(Supplied entries)
:::
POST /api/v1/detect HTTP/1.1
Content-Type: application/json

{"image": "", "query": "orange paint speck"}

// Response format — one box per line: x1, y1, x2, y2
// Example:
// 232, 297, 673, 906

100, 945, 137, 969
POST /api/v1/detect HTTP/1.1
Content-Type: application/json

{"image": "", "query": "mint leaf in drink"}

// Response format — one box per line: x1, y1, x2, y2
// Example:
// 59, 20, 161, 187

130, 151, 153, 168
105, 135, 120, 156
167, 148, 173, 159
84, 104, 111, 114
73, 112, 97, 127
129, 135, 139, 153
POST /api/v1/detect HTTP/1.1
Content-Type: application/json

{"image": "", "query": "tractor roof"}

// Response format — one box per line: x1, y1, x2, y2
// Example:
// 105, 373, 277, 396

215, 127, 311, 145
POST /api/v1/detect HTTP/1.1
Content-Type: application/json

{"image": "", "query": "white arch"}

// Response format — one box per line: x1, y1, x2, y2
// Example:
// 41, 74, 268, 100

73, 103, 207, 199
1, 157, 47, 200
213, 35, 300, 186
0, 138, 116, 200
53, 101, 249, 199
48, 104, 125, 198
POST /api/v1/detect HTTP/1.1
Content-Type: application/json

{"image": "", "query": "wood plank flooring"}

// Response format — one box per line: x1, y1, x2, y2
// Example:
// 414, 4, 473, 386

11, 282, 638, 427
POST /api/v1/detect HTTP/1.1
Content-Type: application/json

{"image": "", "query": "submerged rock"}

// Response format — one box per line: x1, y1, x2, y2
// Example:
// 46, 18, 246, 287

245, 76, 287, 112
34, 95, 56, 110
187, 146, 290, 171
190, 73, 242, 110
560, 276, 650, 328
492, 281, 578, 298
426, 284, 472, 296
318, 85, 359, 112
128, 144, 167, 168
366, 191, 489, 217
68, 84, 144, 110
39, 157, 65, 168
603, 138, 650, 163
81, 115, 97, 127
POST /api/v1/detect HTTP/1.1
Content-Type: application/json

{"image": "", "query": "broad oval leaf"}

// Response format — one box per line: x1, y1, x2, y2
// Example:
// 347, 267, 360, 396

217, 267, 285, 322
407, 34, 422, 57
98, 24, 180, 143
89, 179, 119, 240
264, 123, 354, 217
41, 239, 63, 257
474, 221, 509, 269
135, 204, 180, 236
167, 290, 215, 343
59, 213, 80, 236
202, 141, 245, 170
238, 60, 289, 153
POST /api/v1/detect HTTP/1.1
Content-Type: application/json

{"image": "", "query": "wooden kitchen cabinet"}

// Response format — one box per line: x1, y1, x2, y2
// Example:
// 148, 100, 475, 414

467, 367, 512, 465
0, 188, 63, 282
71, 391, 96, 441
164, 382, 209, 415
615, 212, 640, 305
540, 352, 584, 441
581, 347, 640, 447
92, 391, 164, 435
:::
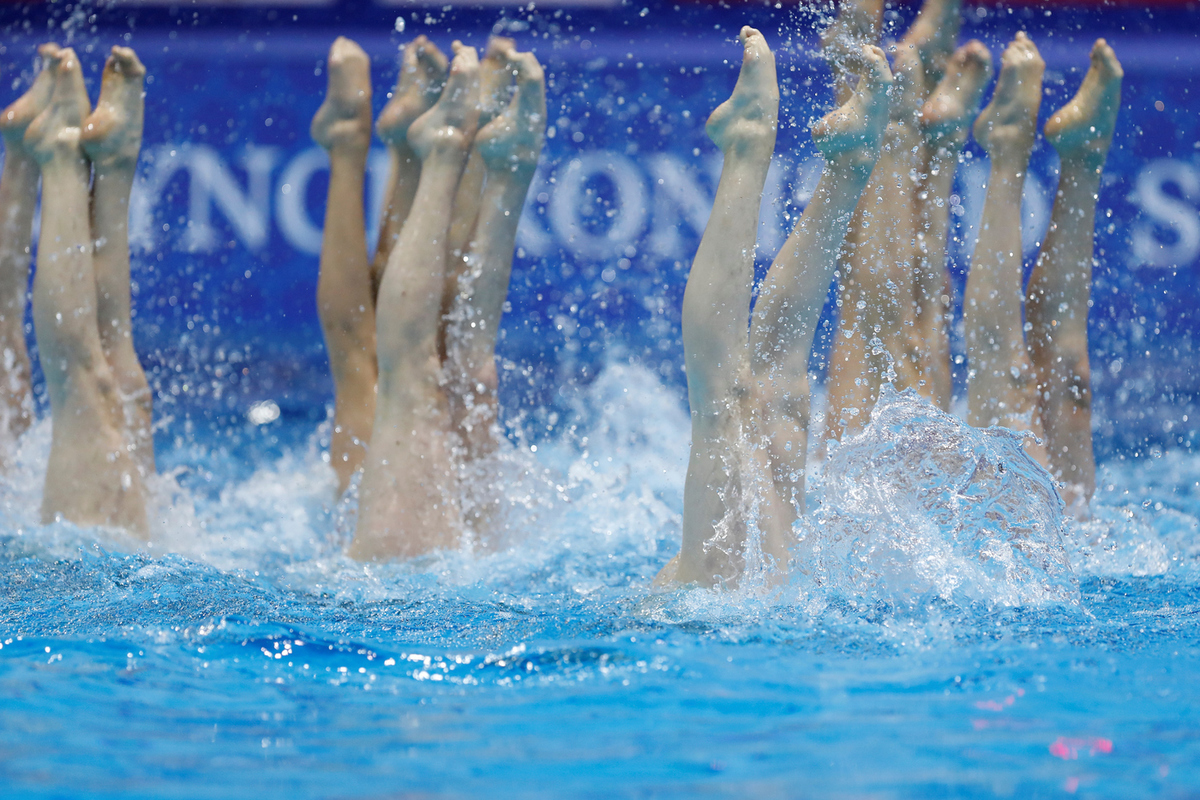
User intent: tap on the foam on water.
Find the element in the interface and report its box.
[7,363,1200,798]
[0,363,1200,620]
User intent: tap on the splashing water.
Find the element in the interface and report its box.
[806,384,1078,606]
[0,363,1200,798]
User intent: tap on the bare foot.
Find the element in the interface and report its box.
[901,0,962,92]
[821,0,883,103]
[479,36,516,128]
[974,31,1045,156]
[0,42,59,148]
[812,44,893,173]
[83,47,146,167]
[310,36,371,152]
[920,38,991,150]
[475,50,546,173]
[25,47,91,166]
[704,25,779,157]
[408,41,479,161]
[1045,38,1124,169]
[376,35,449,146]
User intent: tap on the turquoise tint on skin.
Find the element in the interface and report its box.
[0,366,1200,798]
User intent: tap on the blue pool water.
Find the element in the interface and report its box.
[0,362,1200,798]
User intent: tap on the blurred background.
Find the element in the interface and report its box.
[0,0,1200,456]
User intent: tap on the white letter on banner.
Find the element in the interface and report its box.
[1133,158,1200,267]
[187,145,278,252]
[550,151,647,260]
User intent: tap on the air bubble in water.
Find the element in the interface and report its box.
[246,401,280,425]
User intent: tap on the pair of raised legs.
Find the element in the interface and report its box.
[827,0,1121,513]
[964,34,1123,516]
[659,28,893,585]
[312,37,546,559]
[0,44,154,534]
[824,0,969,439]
:::
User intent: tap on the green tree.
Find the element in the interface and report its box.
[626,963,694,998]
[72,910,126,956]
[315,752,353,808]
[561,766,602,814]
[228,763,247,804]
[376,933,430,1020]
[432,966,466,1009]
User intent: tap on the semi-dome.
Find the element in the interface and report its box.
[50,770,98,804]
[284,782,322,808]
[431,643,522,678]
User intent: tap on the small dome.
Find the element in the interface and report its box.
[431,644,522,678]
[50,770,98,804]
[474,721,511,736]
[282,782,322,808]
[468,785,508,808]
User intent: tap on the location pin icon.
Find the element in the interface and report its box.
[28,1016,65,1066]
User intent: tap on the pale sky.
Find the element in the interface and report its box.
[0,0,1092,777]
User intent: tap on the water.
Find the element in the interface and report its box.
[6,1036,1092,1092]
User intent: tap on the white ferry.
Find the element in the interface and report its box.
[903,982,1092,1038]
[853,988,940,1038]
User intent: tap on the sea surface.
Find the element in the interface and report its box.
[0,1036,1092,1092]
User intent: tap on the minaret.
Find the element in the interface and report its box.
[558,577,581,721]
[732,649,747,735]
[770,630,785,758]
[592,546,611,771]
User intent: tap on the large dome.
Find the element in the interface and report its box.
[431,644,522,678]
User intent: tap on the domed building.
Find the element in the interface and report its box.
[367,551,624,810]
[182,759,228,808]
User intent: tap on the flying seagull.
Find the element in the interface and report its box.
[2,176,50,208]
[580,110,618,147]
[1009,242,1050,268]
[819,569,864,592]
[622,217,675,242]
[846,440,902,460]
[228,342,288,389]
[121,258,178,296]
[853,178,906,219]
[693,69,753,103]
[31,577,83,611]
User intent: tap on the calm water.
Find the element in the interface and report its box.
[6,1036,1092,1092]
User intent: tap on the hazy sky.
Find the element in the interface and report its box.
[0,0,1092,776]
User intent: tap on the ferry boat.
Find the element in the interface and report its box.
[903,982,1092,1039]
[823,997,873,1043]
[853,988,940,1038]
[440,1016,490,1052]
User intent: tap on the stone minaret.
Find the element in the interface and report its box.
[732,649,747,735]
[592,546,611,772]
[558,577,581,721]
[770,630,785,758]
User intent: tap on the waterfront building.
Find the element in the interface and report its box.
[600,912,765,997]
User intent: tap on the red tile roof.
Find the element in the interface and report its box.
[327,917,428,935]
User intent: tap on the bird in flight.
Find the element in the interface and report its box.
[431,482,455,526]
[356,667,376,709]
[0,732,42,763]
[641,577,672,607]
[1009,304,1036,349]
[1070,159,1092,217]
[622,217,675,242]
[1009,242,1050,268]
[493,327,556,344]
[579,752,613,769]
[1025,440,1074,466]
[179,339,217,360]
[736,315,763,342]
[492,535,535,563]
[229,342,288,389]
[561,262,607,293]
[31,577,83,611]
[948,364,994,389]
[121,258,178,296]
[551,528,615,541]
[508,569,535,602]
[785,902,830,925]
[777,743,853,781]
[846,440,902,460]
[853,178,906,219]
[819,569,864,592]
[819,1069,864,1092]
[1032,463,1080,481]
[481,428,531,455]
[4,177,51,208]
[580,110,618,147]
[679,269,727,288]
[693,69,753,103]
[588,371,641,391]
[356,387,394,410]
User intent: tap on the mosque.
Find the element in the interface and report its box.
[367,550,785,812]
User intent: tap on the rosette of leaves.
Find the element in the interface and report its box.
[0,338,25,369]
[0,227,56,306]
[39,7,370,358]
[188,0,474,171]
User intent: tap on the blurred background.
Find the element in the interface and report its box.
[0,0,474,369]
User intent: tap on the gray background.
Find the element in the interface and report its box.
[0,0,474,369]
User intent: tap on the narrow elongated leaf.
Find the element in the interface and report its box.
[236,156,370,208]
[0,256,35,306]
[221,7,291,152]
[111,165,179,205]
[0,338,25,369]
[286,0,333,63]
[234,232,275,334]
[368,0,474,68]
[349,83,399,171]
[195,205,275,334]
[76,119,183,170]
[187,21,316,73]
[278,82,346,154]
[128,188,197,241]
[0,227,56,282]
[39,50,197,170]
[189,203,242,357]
:::
(What the task asks) Reproduce the part of the entries that opens with the line containing "User intent: tap on the hazy sky." and closes with the line containing "[327,917,428,935]", swapping "ferry boat" for "fishing boat" and leaving everything else unchanged.

(The solution)
User intent: tap on the hazy sky.
Find the element in the interface and report its box.
[0,0,1092,776]
User intent: tap on the fishing boat.
Find the element in the interface and report its box.
[903,982,1092,1039]
[823,997,873,1043]
[853,988,940,1038]
[440,1016,490,1052]
User intent: tap on the stone minaret.
Find the element in the interface and report its box.
[732,649,747,735]
[592,546,611,772]
[558,577,581,721]
[770,630,785,758]
User intent: tap on the waterfront building.
Find the element in the interface and report its box.
[600,912,765,997]
User intent: tap on the red tile roof.
Find the element in the interface and report its box.
[327,917,428,935]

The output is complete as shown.